(Dataset items)
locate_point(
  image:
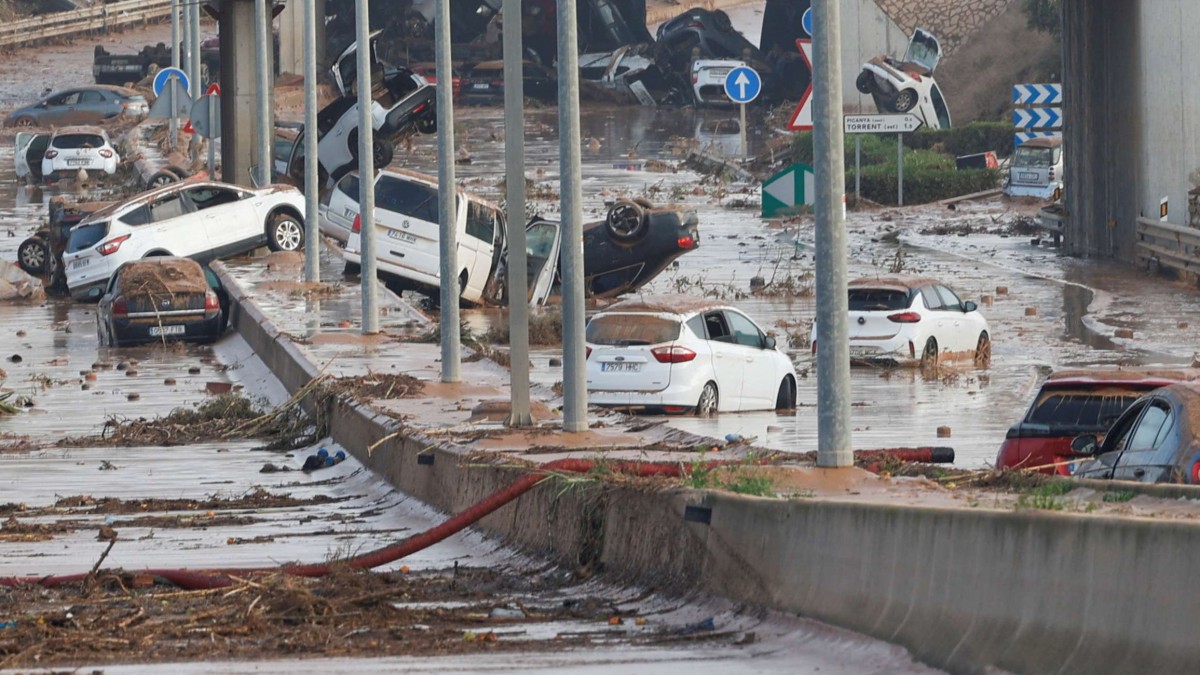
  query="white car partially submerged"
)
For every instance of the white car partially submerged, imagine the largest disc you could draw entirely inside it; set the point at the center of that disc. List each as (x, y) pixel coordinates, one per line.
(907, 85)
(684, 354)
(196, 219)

---

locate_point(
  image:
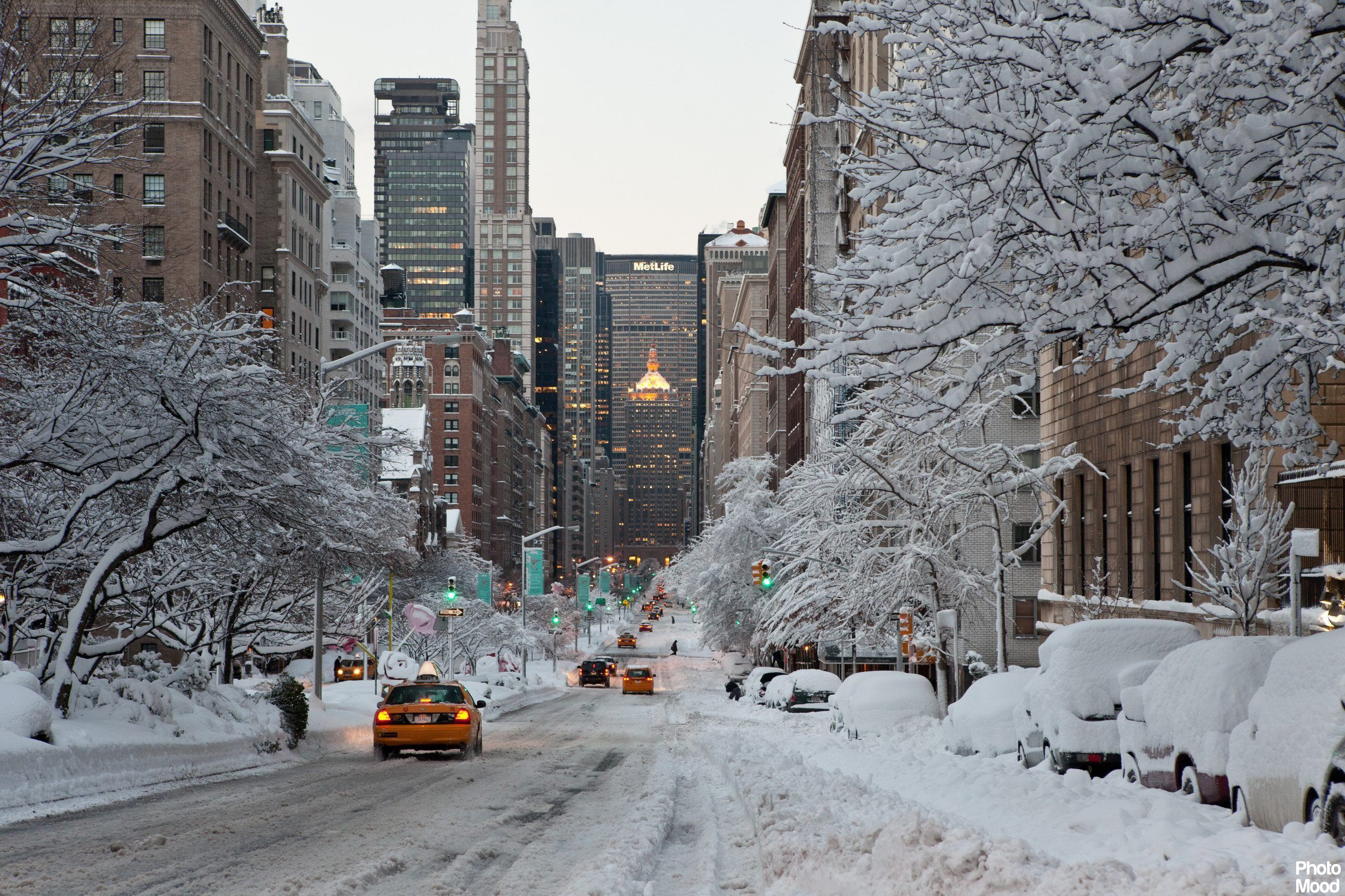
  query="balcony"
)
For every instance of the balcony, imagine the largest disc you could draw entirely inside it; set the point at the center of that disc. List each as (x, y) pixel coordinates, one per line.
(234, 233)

What is needed: Count the lines in the items above that contain the word "coordinates". Give only the number.

Answer for this exercise: 2